Records for this exercise section start
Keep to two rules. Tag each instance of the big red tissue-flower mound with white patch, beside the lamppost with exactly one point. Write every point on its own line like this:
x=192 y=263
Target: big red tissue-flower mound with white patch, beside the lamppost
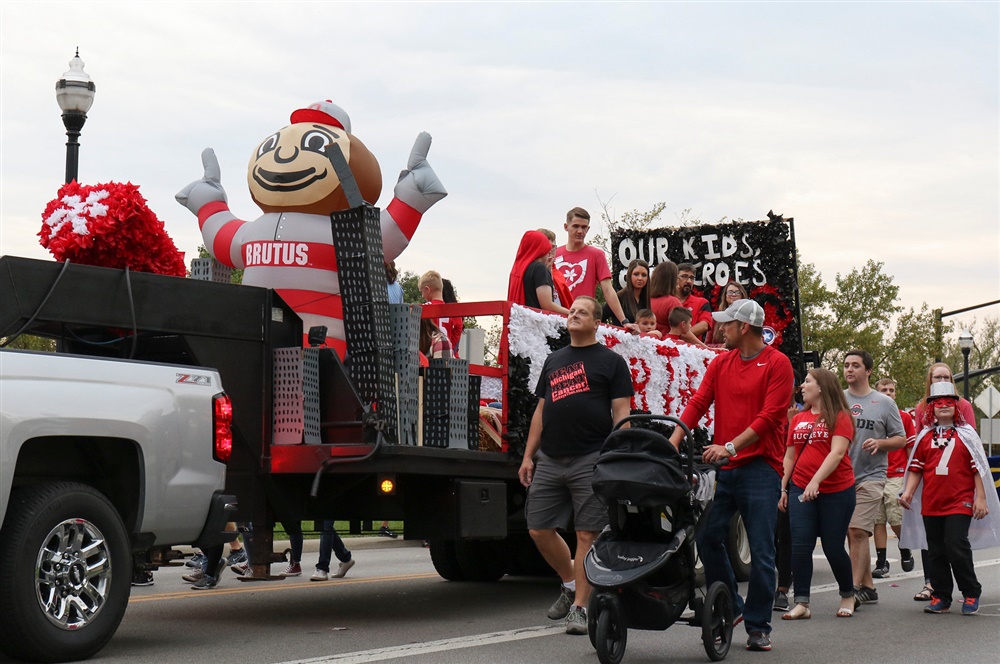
x=108 y=225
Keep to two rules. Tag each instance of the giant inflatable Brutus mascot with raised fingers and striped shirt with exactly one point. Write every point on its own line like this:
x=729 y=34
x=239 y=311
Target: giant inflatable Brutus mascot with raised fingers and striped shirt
Records for this exercise section end
**What is required**
Your reply should hold every line above exactly as written and none of the pictures.

**Response for this exercise**
Keep to two rules. Tag each instance of the big red tissue-flower mound with white patch, beside the lamppost with exactly one point. Write every point on its own line like this:
x=192 y=263
Target: big red tissue-flower mound with white patch, beside the lamppost
x=108 y=225
Keep to two rules. Tag each instance of the giant inflatable Brutus mascot with raised fingers and striped shirt with exactly one point. Write every point on its own line like this:
x=729 y=34
x=239 y=311
Target: giant inflatable Brutus mascot with raised fingers and striped shirt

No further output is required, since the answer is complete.